Start of Data extracts
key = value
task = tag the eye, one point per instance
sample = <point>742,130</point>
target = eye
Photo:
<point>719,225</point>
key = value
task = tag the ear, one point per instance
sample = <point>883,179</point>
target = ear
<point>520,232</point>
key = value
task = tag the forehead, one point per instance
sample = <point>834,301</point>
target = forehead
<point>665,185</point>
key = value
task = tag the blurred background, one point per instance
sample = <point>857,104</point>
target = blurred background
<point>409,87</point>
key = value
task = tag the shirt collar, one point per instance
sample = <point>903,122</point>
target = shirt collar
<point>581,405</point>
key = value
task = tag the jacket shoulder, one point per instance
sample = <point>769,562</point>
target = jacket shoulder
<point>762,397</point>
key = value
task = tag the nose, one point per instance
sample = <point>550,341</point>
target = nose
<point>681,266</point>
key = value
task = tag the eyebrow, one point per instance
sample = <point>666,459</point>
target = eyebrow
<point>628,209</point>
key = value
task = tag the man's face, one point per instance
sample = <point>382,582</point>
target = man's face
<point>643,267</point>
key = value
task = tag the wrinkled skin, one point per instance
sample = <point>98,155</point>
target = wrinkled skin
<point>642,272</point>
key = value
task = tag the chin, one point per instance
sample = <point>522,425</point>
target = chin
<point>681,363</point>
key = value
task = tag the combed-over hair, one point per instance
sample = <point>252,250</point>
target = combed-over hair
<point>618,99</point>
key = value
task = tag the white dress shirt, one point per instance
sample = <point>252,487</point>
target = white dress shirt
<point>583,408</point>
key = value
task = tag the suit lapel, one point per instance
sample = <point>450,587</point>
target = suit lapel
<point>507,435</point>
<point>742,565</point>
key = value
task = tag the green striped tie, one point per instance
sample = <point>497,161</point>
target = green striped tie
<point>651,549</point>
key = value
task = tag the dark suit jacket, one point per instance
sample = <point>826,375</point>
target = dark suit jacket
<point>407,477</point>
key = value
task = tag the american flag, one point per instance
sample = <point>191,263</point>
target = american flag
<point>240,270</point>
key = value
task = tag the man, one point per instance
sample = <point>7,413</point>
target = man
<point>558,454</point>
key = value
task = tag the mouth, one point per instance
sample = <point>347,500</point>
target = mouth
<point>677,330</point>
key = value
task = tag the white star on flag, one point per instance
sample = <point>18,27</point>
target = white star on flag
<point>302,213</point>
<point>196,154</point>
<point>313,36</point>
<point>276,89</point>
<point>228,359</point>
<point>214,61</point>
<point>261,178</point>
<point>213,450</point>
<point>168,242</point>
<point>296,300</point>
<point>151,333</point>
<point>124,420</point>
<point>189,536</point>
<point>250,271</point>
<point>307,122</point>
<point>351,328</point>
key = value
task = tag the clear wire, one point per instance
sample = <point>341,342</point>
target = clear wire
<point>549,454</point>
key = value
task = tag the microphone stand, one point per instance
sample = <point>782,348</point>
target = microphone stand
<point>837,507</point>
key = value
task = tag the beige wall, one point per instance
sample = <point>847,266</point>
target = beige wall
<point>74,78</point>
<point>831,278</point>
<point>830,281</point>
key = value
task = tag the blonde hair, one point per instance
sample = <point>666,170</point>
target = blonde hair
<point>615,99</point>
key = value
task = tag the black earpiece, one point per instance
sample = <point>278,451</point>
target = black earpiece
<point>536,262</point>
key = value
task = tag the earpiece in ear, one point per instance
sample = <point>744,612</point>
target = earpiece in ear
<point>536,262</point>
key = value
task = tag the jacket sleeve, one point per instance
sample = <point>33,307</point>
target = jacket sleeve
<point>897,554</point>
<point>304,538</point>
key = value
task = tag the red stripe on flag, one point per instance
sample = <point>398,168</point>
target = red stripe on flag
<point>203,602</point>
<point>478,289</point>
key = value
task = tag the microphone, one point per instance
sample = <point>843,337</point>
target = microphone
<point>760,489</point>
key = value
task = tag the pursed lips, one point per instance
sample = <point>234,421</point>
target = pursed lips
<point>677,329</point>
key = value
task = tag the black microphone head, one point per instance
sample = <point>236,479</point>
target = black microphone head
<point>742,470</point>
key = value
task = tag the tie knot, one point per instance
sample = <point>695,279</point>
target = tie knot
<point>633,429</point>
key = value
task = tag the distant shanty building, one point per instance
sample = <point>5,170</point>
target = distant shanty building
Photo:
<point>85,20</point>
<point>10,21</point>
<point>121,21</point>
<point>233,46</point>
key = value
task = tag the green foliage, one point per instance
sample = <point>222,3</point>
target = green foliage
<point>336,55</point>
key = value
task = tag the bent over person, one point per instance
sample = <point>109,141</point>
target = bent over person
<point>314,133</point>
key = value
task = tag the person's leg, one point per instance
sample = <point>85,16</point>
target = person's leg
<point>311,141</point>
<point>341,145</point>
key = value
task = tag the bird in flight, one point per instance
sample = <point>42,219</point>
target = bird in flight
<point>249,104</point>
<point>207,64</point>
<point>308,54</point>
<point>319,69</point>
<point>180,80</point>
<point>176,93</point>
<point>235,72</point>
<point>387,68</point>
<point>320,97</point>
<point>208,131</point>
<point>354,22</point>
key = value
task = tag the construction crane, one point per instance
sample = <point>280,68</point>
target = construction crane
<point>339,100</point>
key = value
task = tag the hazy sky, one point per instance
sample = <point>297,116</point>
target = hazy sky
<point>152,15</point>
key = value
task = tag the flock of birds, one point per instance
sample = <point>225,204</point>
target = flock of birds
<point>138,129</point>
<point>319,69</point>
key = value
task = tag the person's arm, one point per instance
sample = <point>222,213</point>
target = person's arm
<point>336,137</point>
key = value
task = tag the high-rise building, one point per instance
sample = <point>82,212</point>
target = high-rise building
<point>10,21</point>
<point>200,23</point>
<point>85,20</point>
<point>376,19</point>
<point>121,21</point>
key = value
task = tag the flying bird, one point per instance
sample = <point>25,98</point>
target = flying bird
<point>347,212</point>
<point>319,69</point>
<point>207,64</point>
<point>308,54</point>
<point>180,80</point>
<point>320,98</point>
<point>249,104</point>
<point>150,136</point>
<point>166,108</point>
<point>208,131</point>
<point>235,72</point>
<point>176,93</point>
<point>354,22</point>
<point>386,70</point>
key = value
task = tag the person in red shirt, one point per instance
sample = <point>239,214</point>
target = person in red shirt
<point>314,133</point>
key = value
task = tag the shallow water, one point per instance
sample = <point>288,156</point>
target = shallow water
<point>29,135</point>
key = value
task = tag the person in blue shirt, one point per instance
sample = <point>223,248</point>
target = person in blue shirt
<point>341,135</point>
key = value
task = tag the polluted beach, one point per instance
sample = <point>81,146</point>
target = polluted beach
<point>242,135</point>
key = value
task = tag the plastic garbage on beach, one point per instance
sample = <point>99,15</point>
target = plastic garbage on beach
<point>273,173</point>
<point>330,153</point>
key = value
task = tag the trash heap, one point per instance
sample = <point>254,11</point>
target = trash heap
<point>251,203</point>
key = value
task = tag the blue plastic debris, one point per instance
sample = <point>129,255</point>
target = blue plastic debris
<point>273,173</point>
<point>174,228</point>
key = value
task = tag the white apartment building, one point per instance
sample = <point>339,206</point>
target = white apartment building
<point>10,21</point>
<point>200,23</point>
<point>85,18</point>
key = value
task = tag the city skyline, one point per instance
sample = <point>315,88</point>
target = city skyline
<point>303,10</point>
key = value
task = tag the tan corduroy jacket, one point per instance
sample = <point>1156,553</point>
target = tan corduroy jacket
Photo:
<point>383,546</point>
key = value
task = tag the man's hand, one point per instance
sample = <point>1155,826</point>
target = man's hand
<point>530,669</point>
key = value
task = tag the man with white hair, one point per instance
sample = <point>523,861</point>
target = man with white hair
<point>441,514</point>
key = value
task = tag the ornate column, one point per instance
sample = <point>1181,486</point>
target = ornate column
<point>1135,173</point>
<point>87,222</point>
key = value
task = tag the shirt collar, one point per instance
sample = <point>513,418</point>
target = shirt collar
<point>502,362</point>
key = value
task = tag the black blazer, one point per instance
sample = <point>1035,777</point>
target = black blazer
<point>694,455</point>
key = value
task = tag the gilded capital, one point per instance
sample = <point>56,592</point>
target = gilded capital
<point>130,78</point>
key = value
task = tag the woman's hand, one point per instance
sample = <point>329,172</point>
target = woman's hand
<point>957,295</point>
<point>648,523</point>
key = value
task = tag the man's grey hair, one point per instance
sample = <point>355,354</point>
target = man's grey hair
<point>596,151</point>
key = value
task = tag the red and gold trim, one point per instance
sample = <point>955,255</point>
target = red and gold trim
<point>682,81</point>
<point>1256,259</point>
End of Data extracts
### [Required action]
All lines above between those holding "task = tag the tan" and "sample = <point>1181,486</point>", inclusive, must be set down unchanged, and no other line may be included.

### [Task output]
task = tag the tan corduroy jacket, one point per instance
sample = <point>1156,553</point>
target = tan corduroy jacket
Photo:
<point>383,546</point>
key = value
task = tag the man's hand, one point per instance
sample = <point>1155,826</point>
target = man's hand
<point>530,669</point>
key = value
task = tag the man with white hair, one point per instance
sample = <point>523,861</point>
target = man with white hair
<point>441,514</point>
key = value
task = tag the ornate column, one point per instance
sample = <point>1181,486</point>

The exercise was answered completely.